→ **COMPITI**:
1: Rispondi in base al brano fornito:
(a) Da chi era presieduta la scuola sabatica frequentata dall'autrice?
(b) Per quanto tempo l'autrice rimase nella casa di correzione?
(c) Quale corso scelse alla Long Island University di Brooklyn?
2: Ricopia il passo del brano fornito compreso tra "Pertanto a quattordici" e "oltre un anno.", estremi inclusi.

→ **BRANO FORNITO**:
════════════════════
Ho tentato di uccidermi, stavo per uccidere mio figlio
SONO lieta di non essere riuscita né nell’una né nell’altra cosa. Ho trovato la verità che cercavo proprio in tempo perché ci salvassimo entrambi. Questa verità ha trasformato la mia vita, rinnovato la mia mente, cambiato la mia personalità, mi ha fatto trovare un nuovo lavoro, mi ha portato in un nuovo paese e mi ha fatto intraprendere l’arduo studio di un’altra lingua. Due nuove lingue, in effetti. Ma solo una di esse è difficile, l’altra è dilettevole.
Prima di cominciare la ricerca di qualcosa di meglio, ero scesa in qualcosa di peggio. Suppongo dovessi toccare il fondo prima di capire la necessità di cambiare strada.
Sono ebrea, cresciuta in una famiglia ebrea, da genitori non particolarmente religiosi. Essi vollero però che frequentassi una scuola ebraica, che partecipassi alla scuola sabatica e fossi presente alle funzioni delle più importanti festività religiose. A dieci anni notavo già molta ipocrisia nel giudaismo. Una cosa che mi sconcertava era il fatto di dover pagare il biglietto per assistere alle funzioni delle più importanti festività religiose. Perché mai dover pagare per andare ad adorare Dio? Notai pure che coloro che offrivano di più avevano il nome scritto a lettere più grandi sul muro della sinagoga. La scuola sabatica che frequentavo era presieduta da un avvocato ebreo, considerato il miglior maestro della sinagoga. Era solo una lezione di filosofia e presentava la Bibbia come un buon libro scritto da saggi, ma non come un libro ispirato da Dio.
Pertanto a quattordici anni, quando i miei genitori mi mandarono a una scuola privata, non andavo più alla sinagoga ed evitavo qualsiasi religione. Ricordo che quando in seguito tornai a casa in visita e mio padre voleva che andassi alla sinagoga, gli dissi che ero atea. Avevo visto tanta ipocrisia che non credevo più in niente. La mia vita familiare non era mai stata molto felice. Mi sentivo indesiderata. Pareva che nulla contasse per me. Scappavo spesso dalla scuola privata ma la polizia mi trovava e mi ci riportava. Infine i miei genitori mi misero in una casa di correzione dove rimasi oltre un anno.
Lì venni a contatto con ragazze che avevano avuto ogni sorta di guai: alcune erano ragazze madri, altre avevano rubato automobili, molte si drogavano e alcune avevano perfino tentato di uccidere i genitori. Avevo sedici anni quando uscii di lì. Lasciai la California e andai a New York dove mi iscrissi alla Long Island University di Brooklyn. Scelsi il corso di scienze politiche ed economia. A questo punto desideravo migliorare la società e pensavo che tramite la politica ci si potesse riuscire. In precedenza ero andata di porta in porta per convincere la gente a votare per Eugene McCarthy, candidato alla presidenza. Ma più studiavo e più osservavo la politica più mi rendevo conto di quanto fosse corrotta. Cambiai corso di laurea e infine lasciai l’università.
════════════════════
→ **ESTRATTO DATI**:
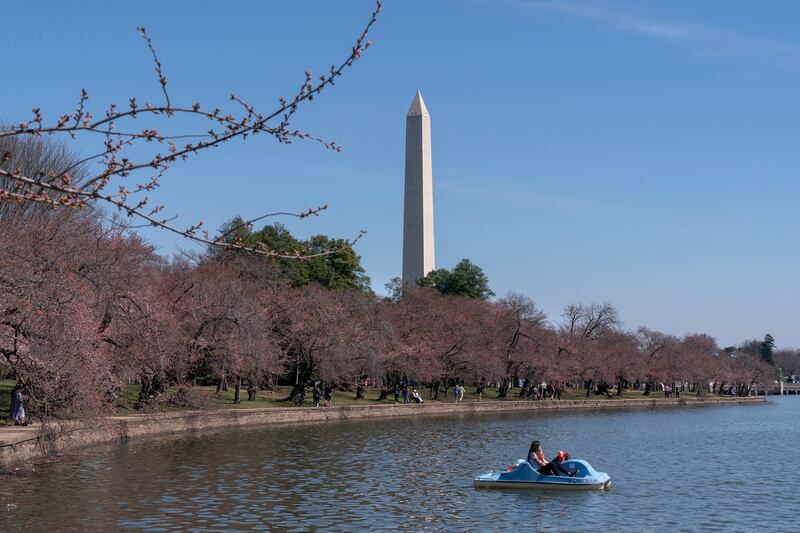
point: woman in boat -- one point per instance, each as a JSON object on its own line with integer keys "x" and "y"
{"x": 553, "y": 468}
{"x": 536, "y": 455}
════════════════════
→ **RISPOSTE**:
1:
(a) Da un avvocato ebreo, considerato il miglior maestro della sinagoga.
(b) Oltre un anno.
(c) Il corso di scienze politiche ed economia.

2:
Pertanto a quattordici anni, quando i miei genitori mi mandarono a una scuola privata, non andavo più alla sinagoga ed evitavo qualsiasi religione. Ricordo che quando in seguito tornai a casa in visita e mio padre voleva che andassi alla sinagoga, gli dissi che ero atea. Avevo visto tanta ipocrisia che non credevo più in niente. La mia vita familiare non era mai stata molto felice. Mi sentivo indesiderata. Pareva che nulla contasse per me. Scappavo spesso dalla scuola privata ma la polizia mi trovava e mi ci riportava. Infine i miei genitori mi misero in una casa di correzione dove rimasi oltre un anno.